WORK INSTRUCTIONS: Every record below should be repeated exactly, with the pictures left out.

________________

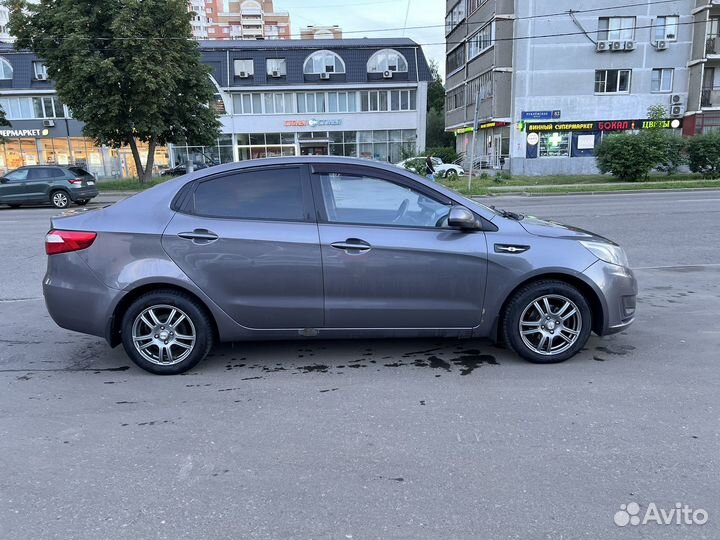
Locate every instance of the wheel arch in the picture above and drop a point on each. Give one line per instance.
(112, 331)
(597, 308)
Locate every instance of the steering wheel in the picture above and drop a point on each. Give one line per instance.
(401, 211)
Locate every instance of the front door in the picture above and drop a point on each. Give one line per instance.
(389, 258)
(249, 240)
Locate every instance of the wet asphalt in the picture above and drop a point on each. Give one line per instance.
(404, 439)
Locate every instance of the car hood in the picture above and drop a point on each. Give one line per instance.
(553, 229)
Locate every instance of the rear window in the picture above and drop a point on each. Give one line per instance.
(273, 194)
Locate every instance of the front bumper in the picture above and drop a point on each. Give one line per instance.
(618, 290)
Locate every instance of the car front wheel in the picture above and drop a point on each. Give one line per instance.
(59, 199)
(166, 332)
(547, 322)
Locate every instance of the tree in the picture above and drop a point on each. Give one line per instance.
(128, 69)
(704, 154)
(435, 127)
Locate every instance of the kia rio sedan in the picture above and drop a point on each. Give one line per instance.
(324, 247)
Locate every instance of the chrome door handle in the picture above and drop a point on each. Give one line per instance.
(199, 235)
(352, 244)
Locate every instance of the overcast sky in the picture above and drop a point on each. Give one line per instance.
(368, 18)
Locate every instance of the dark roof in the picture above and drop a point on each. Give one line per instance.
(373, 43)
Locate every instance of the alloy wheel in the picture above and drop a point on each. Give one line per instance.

________________

RESPONSE:
Locate every instance of the wheel arch in the picture above and drop a point on each. Give one line per instance.
(112, 331)
(597, 308)
Locate every instance of the steering wheel in the picture above and drop a point on each. Give one line per instance.
(401, 211)
Locate every instance of the front door in the picture above and drop a point on each. Give one line per instance.
(389, 258)
(249, 240)
Locate every instance of the wet asphalt in the picture above and drop a point on each. Give one line per instance.
(404, 439)
Locate every instance of the car hood in the picture above and drop a point on each. Give one line per instance.
(553, 229)
Locate every instance of the rear window in the picture above and drop a point on each. Give one line per instance.
(273, 194)
Locate every instance of the front bumper in the picture above and drop a point on each. Give one line per instance.
(618, 290)
Locate every instance of the car front wheel in the picture above and drop a point on each. Give one line per instance.
(59, 199)
(166, 332)
(547, 322)
Locate every instance of the tree in the picture above and drop a point on each. Give one line per instance.
(128, 69)
(704, 154)
(435, 127)
Locate every instance of the kia rio sedan in the picture above and drop a point on each. Give one line per instance.
(324, 247)
Locate every instance of the chrome door handle in the picture above and drop a point on each. Give one line per instance.
(199, 235)
(352, 244)
Locate every instance of the overcast sky in the picture above and drop a point on each. Give one line per instance.
(368, 18)
Locate every instance of the dark roof in the picture above and drop a point on each. Give one line per instance.
(373, 43)
Locate every instance of the alloy wheel in the picture above and drop a point on each. Give one line per instance.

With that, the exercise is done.